Take each line of the listing that has the string "rough" and report it.

--- Provided data Enclosed Below ---

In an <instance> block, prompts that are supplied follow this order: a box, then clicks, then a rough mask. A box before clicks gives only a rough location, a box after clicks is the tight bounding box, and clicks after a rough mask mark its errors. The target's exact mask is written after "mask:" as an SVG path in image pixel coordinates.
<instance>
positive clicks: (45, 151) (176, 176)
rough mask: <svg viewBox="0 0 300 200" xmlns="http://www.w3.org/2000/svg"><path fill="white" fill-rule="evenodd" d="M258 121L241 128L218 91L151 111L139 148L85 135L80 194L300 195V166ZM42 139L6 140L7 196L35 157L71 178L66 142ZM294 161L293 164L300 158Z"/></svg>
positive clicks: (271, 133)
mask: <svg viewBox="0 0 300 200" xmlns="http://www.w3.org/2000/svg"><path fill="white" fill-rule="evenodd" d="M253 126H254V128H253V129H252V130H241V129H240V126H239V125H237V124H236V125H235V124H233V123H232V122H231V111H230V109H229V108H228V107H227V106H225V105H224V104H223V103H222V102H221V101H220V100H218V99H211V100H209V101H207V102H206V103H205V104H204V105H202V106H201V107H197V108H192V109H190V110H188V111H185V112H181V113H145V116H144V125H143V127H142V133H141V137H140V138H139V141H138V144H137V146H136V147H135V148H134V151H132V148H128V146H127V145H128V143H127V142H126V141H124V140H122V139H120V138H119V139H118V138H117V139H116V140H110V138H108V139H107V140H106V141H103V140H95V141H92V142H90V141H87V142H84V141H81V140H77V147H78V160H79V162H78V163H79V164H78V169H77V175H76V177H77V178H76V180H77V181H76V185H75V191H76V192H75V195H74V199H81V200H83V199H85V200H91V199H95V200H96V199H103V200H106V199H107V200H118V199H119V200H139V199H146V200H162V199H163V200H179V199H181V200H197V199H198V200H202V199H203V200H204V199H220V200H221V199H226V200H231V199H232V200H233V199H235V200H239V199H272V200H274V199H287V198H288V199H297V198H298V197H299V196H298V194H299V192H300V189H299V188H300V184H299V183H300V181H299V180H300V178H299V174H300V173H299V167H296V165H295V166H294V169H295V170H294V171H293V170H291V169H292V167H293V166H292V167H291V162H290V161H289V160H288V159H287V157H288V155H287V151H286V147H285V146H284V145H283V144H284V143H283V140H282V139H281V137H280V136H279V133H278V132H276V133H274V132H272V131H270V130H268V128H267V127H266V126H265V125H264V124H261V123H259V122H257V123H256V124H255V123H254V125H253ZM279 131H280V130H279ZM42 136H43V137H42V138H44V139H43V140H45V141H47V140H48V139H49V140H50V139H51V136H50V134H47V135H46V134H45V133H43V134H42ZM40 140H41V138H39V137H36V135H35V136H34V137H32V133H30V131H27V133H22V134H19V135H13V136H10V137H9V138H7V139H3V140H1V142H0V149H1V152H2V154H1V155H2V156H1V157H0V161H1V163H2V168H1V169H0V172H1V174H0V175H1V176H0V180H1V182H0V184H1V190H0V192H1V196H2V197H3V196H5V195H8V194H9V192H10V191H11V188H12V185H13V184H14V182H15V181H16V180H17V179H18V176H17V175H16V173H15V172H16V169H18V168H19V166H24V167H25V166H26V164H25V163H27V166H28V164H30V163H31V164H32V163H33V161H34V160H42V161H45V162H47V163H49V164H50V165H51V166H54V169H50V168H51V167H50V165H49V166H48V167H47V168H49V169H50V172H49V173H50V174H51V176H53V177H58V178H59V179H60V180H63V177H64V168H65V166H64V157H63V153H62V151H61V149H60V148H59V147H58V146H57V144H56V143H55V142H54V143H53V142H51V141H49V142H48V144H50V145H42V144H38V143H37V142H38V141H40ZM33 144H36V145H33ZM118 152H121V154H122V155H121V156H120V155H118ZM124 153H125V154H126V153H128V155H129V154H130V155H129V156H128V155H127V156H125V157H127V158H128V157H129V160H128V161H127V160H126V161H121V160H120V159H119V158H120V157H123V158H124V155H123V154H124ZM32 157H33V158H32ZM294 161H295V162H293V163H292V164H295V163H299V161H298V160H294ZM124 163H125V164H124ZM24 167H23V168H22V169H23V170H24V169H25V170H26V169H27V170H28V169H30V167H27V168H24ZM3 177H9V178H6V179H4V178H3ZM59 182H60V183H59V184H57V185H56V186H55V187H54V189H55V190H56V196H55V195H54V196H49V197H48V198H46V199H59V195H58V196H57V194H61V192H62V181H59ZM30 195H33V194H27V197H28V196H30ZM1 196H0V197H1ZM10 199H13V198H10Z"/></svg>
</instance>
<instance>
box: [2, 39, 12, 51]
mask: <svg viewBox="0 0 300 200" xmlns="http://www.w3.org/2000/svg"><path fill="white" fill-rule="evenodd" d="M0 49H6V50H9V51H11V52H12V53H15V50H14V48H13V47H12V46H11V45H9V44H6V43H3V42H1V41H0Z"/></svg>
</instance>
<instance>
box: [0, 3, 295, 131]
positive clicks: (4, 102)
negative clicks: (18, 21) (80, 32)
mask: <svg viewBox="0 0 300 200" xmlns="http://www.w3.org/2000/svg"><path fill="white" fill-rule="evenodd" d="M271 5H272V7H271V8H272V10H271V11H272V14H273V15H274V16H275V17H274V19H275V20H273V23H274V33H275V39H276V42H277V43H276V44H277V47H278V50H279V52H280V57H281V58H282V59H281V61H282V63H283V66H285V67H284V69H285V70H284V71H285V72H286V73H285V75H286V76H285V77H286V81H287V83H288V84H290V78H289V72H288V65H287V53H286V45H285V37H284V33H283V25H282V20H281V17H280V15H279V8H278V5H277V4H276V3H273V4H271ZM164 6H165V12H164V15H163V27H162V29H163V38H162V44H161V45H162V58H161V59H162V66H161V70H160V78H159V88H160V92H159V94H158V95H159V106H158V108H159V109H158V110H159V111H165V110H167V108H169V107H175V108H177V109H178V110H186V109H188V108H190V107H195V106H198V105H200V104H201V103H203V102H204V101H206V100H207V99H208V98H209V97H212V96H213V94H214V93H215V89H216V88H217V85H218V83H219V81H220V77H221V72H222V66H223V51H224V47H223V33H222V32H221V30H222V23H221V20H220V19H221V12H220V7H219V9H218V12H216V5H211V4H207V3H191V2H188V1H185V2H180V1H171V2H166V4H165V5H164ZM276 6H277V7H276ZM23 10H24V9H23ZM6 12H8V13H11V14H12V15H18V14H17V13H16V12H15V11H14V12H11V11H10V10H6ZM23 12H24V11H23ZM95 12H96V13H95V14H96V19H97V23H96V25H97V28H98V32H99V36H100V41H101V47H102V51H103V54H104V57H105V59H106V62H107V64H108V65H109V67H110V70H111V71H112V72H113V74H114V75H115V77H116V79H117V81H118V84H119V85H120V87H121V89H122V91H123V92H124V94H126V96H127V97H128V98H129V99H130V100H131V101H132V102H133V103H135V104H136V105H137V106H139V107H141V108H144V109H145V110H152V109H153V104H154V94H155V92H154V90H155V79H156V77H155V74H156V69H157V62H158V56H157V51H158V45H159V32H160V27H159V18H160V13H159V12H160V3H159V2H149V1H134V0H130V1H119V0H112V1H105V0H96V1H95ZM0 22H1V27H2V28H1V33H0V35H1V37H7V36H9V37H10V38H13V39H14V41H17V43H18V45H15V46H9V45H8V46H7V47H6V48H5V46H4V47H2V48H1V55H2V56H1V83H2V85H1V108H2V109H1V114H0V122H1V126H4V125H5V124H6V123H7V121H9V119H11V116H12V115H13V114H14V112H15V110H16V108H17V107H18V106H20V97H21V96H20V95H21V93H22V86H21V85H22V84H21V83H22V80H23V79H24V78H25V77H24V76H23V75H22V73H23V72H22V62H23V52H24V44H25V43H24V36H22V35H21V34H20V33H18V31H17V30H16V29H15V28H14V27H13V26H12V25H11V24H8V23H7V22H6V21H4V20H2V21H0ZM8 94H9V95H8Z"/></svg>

--- End of Enclosed Provided data ---

**Final answer:**
In an <instance> block, prompts that are supplied follow this order: a box, then clicks, then a rough mask. A box before clicks gives only a rough location, a box after clicks is the tight bounding box, and clicks after a rough mask mark its errors. The target's exact mask is written after "mask:" as an SVG path in image pixel coordinates.
rough mask: <svg viewBox="0 0 300 200" xmlns="http://www.w3.org/2000/svg"><path fill="white" fill-rule="evenodd" d="M258 121L241 128L218 91L151 111L139 148L85 135L80 194L300 195V166ZM42 139L6 140L7 196L35 157L71 178L66 142ZM294 161L293 164L300 158Z"/></svg>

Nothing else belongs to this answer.